WHAT IS REQUIRED
Every entry below should be repeated exactly; the pictures should not.

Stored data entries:
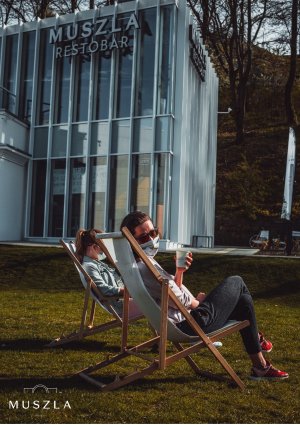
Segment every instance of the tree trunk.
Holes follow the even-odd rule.
[[[298,18],[298,0],[292,3],[292,21],[291,21],[291,58],[289,76],[285,86],[285,110],[287,124],[290,127],[297,126],[297,115],[293,105],[292,94],[296,78],[297,69],[297,18]]]

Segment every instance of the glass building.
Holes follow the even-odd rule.
[[[212,244],[217,98],[185,0],[0,29],[0,240],[115,231],[140,209],[169,246]]]

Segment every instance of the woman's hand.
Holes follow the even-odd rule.
[[[175,257],[175,261],[176,261],[176,257]],[[174,280],[175,280],[176,284],[179,286],[179,288],[182,285],[183,273],[186,272],[191,267],[192,262],[193,262],[193,254],[191,252],[187,252],[186,257],[185,257],[186,266],[185,267],[176,267],[176,273],[175,273]]]
[[[176,261],[176,257],[174,257]],[[177,267],[176,266],[176,273],[184,273],[186,272],[192,265],[193,262],[193,254],[191,252],[187,252],[185,256],[185,267]]]
[[[199,292],[199,294],[196,296],[196,300],[199,301],[199,304],[203,303],[205,298],[206,298],[205,292]]]

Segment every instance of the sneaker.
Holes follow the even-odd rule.
[[[264,369],[259,369],[257,367],[252,367],[250,379],[255,381],[277,381],[281,379],[286,379],[289,377],[287,372],[282,372],[279,369],[275,369],[271,363],[267,362],[267,366]]]
[[[272,351],[273,344],[271,341],[267,341],[261,332],[258,332],[259,343],[261,346],[261,351],[263,353],[269,353]]]

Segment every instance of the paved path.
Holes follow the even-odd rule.
[[[180,250],[194,252],[195,254],[218,254],[218,255],[241,255],[243,257],[249,255],[255,255],[259,252],[259,249],[252,248],[239,248],[239,247],[216,247],[216,248],[189,248],[184,247],[180,248]],[[170,249],[164,252],[175,252],[175,250]]]

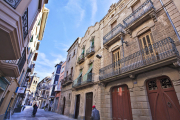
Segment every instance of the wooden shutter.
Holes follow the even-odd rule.
[[[114,68],[117,70],[120,67],[119,61],[120,60],[120,49],[113,52],[113,63]]]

ANSWER FOR THIS EXERCISE
Segment every instance of the tree trunk.
Holes follow the even-odd rule.
[[[298,18],[298,0],[292,3],[292,21],[291,21],[291,58],[289,76],[285,86],[285,110],[287,124],[290,127],[297,126],[297,115],[293,105],[292,94],[296,78],[297,69],[297,18]]]

Segment every instance of the glass building.
Holes follow the even-odd rule.
[[[212,244],[217,98],[185,0],[0,29],[0,240],[115,231],[140,209],[169,246]]]

Segment every instance of the woman's hand.
Holes follow the even-odd rule.
[[[175,257],[175,261],[176,261],[176,257]],[[174,280],[175,280],[176,284],[179,286],[179,288],[182,285],[183,273],[186,272],[191,267],[192,262],[193,262],[193,254],[191,252],[187,252],[186,257],[185,257],[186,266],[185,267],[176,267],[176,273],[175,273]]]
[[[176,261],[176,257],[174,257]],[[177,267],[176,266],[176,273],[184,273],[186,272],[192,265],[193,262],[193,254],[191,252],[187,252],[185,256],[185,267]]]
[[[199,292],[199,294],[196,296],[196,300],[199,301],[199,304],[203,303],[205,298],[206,298],[205,292]]]

Segment every instance of the sneaker.
Holes follow the even-odd rule.
[[[264,369],[259,369],[257,367],[252,367],[250,379],[255,381],[277,381],[281,379],[286,379],[289,377],[287,372],[282,372],[279,369],[275,369],[271,363],[267,362],[267,366]]]
[[[272,351],[273,344],[271,341],[267,341],[261,332],[258,332],[259,343],[261,346],[261,351],[263,353],[269,353]]]

Segment every instance of the paved path.
Holes follow the even-odd rule.
[[[180,250],[194,252],[195,254],[218,254],[218,255],[241,255],[243,257],[249,255],[255,255],[259,252],[259,249],[252,248],[239,248],[239,247],[216,247],[216,248],[189,248],[184,247],[180,248]],[[170,249],[164,252],[175,252],[175,250]]]

Segment every instance of the wooden shutter.
Holes follow the even-odd rule.
[[[114,68],[117,70],[120,67],[119,61],[120,60],[120,49],[113,52],[113,63]]]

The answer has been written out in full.